Предложенный отрывок —
◆ ◆ ◆ ◆

Море не дает ответа, оно делает вид, что его нет, выдавая себя еле заметной линией прибоя: волна, набегая на гальку, шуршит и сворачивается листом бумаги, свитком — сверкнули на секунду неразборчивые письмена и скрылись — и мы опять не успели ничего прочитать.
Помню, как в самом начале войны я спросила у Александра Сокурова — виноваты ли солдаты, и он ответил почти раздраженно — да бросьте вы, причем тут солдаты, они просто оболванены. Мы с Симой приходили к нему в марте, единственный раз и не исключено, что последний, и теперь, сидя у ночного моря, мы почему-то вспоминаем его кабинет с фотографиями родителей, чай в тонких белых чашках и огромную овальную клетку, из которой вылез говорящий попугай жако, но летать не хотел — только бегал по прутьям и трещал что-то невразумительное.
Я не знаю, почему мы сегодня вспоминаем человека, так много думавшего о войне и о тиранах. И море не знает — только сворачивает все новые свитки и рвет их, сворачивает и рвет.
На краю Пьяццы
Вот только что Сима прилетел, и перед нами была золотая гора дней, и я была богачкой — казалось, когда еще они кончатся, эти почти два месяца, и то успеем, и это, и вот — на тебе, стою, как бабка возле кассы и, холодея, подсчитываю мелочь на ладони — хватит ли мне на хлеб. Нет, не хватит, и не надейся, на что угодно хватит, на поездку, на треп, на всякую никчемную ерунду хватит, а на хлеб не хватит, и почему так получается, я не знаю. Куда девается гора золотых дней, только что сверкавшая перед носом, куда они раскатываются так быстро по одному, круглые, сияющие, — и гаснут, гаснут, оставляя тебя в темноте — кто мне ответит? Никто.
Мы еще ходим по Батуми и смеемся, и говорим часами, Бог знает о чем, но тень прощания уже легла на наши головы, на низкие балконы и витрины с посудой и шляпами, на невысокие сосны на бульваре, на море, по которому несется зеленый катер, таща на веревке надувной диван или желтый “банан” с визжащими голыми пассажирами в спасательных жилетах, на красный корабль, видный с улицы Парнаваз мепе, на лотки с персиками и малиной, на черную Медею на площади. Все это теперь дрожит и двоится в глазу, пропущенное через магический кристалл слезы, я хочу его вынуть — и не могу, не могу.

◆ ◆ ◆ ◆

Условие задания — Напишите продолжение текста о прощании с Батуми, начав сразу после его последнего предложения. Строки здесь никакой роли не играют.

Фрагмент источника —

◆ ◆ ◆ ◆

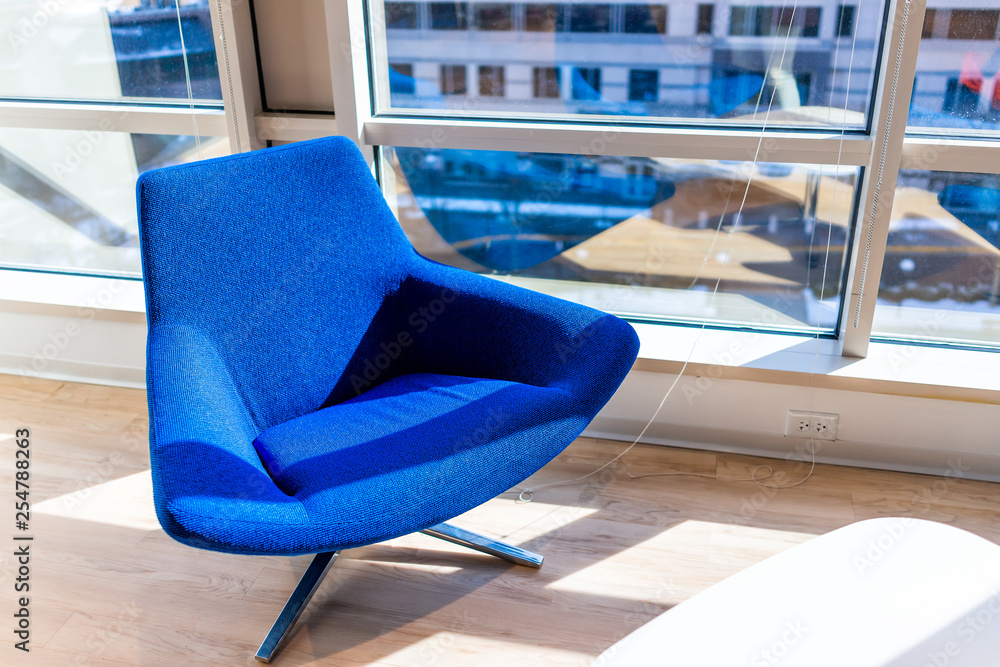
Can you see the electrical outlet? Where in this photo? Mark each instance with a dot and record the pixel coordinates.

◆ ◆ ◆ ◆

Ответ ниже —
* * *
Мы стоим на краю Пьяццы и смотрим на людей, танцующих на мозаичном круге. Оркестр играет грузинские мелодии — вызывая к жизни движения, отточенные веками, как галька на берегу. Круг вобрал в себя и двадцатилетних, радующихся собственному куражу, и уверенных сорокалетних, и подростков, старательно ткущих вместе со всеми узорное полотно танца — и когда только успели научиться. От этого зрелища не оторваться — мы уже видели его на берегу, на бульваре, но там танцоры выходили по одному, а тут их — вон сколько. Мозаичный круг колышется, как поляна под ветром, тонкими травами взлетают руки. Мы отходим, вздыхая — радуясь за грузин и печалясь за себя — в нашей траве этот ветер давно иссяк. Мимо нас проходит девушка, на плечах желто-синий флаг, потом еще одна — наверное, ансамбль украинский приехал, вон афиша висит. Колесо обозрения швыряется в прохожих пучками пульсирующего света. За колесом — сцена, на экране — желто-синее полотнище: день независимости Украины. Так вот оно что! Правда, мы пришли к шапочному разбору — уже поют украинский гимн, но и этого хватает, чтобы комок подкатил к горлу. Кажется, нет сегодня ничего, что бы звучало так мощно и торжественно. А я вспоминаю рассказ жителя какой-то маленькой деревни, чудом выжившего после ухода наших войск — о том, как его с односельчанами избивали и водили на расстрел, понарошку, чтобы припугнуть, а один парень подумал, что пришла последняя минута, и запел гимн. И его застрелили по-настоящему. Было ему 25 лет. Теперь, когда слышу гимн Украины, всегда вспоминаю об этом парне.
* * *
Мы идем домой через парк, где на пруду спят катамараны, а на дорожках собаки — Сима называет их “минами” — страшно, если наступишь. У него сложные отношения с собаками, хотя его пока никто не кусал. — Если это друг человека, то почему у него такие зубы, и почему он так рычит?! — Сима показывает, как рычит и скалится друг человека. Он не против лежащих на пути собак, особенно спящих, но на всякий случай обходит их подальше.
Мы идем мимо каруселей, делающих последние затихающие круги, и я радуюсь за обитателей длинной панельки, которые наконец-то смогут отдохнуть — аттракционы в парке почти въезжают на балконы первых двух этажей. Домой ужасно не хочется, и поэтому мы замедляем шаг и в который раз обсуждаем — кто же догадался вдвинуть все эти вертящиеся чашки, самолеты и теремки прямо в дом. Это наш последний вечер в Батуми. Я стараюсь идти как можно медленнее — не хочу видеть лежащий на полу, раззявив пасть, Симин чемодан.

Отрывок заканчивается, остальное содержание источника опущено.